■ WHAT THE EXERCISE ASKS ■
Copy all of the records below verbatim.

■ Object position labeling entries ■

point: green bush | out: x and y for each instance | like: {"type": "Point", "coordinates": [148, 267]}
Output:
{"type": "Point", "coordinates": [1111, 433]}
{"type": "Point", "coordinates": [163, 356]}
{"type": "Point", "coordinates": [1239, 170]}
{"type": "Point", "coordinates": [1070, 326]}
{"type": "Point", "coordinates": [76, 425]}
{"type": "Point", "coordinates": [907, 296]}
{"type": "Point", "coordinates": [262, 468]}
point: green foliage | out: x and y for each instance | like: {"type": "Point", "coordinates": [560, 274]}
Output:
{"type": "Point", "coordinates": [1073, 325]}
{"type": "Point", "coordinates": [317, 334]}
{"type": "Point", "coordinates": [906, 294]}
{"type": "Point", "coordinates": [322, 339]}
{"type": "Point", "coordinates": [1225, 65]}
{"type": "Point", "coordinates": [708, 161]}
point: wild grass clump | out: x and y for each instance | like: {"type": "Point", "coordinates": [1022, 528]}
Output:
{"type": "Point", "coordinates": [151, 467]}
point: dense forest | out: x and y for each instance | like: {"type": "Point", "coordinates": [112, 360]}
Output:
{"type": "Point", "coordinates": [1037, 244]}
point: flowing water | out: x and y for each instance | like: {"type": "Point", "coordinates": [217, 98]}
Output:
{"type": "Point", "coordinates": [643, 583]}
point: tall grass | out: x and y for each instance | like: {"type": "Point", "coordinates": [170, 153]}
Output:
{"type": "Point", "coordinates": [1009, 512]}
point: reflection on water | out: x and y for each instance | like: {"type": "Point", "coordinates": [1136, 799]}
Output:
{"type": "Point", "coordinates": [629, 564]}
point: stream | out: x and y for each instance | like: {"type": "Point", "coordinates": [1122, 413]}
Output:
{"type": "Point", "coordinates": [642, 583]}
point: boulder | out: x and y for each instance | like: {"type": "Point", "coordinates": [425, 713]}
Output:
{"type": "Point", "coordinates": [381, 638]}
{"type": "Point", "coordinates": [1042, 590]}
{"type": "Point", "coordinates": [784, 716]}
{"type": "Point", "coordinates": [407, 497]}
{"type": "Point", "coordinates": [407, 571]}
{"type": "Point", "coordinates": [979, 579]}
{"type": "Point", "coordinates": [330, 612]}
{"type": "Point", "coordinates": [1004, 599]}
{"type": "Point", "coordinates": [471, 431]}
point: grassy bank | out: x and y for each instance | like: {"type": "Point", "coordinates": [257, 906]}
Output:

■ RESPONSE TO THIS TASK ■
point: green bush | out: x and y for each instance | like: {"type": "Point", "coordinates": [148, 267]}
Output:
{"type": "Point", "coordinates": [1111, 433]}
{"type": "Point", "coordinates": [163, 356]}
{"type": "Point", "coordinates": [1239, 170]}
{"type": "Point", "coordinates": [1070, 326]}
{"type": "Point", "coordinates": [76, 425]}
{"type": "Point", "coordinates": [907, 296]}
{"type": "Point", "coordinates": [262, 468]}
point: green foliage | out: x and y for each instance | like: {"type": "Point", "coordinates": [560, 274]}
Output:
{"type": "Point", "coordinates": [1073, 325]}
{"type": "Point", "coordinates": [317, 334]}
{"type": "Point", "coordinates": [906, 294]}
{"type": "Point", "coordinates": [322, 339]}
{"type": "Point", "coordinates": [1225, 65]}
{"type": "Point", "coordinates": [708, 161]}
point: wild grass clump | out: x and y for each instance | like: {"type": "Point", "coordinates": [1022, 528]}
Output:
{"type": "Point", "coordinates": [151, 467]}
point: dense forest | out: x and y for each instance | like: {"type": "Point", "coordinates": [112, 360]}
Output:
{"type": "Point", "coordinates": [1037, 244]}
point: flowing water | out: x and y for each instance | like: {"type": "Point", "coordinates": [217, 98]}
Output:
{"type": "Point", "coordinates": [643, 583]}
point: tall grass | out: x and y for each instance | like: {"type": "Point", "coordinates": [170, 153]}
Output:
{"type": "Point", "coordinates": [1009, 512]}
point: reflection on water | out: x and y for each instance | like: {"type": "Point", "coordinates": [1136, 799]}
Output:
{"type": "Point", "coordinates": [629, 564]}
point: stream | out: x and y for each instance | like: {"type": "Point", "coordinates": [1122, 413]}
Output:
{"type": "Point", "coordinates": [642, 583]}
point: boulder | out: x and y for each instance | like: {"type": "Point", "coordinates": [425, 713]}
Output:
{"type": "Point", "coordinates": [381, 638]}
{"type": "Point", "coordinates": [1042, 590]}
{"type": "Point", "coordinates": [784, 716]}
{"type": "Point", "coordinates": [407, 497]}
{"type": "Point", "coordinates": [407, 571]}
{"type": "Point", "coordinates": [979, 579]}
{"type": "Point", "coordinates": [330, 612]}
{"type": "Point", "coordinates": [1004, 599]}
{"type": "Point", "coordinates": [471, 431]}
point: grassy bank | out: x and y for each instance | like: {"type": "Point", "coordinates": [257, 906]}
Output:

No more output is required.